Written task ▸
Extract every line of the records below that contains the word "separated".

Material for the task ▸
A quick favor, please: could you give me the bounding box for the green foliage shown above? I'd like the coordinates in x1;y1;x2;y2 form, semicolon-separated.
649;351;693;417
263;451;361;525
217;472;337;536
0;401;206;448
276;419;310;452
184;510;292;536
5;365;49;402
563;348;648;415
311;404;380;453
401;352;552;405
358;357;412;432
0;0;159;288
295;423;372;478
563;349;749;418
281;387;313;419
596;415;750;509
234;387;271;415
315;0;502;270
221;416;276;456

Answer to the task ▸
A quick favor, please: could you give me the bounding box for the green foliage shown above? I'd like the coordinates in x1;y1;x2;y2 form, semicolon-separated.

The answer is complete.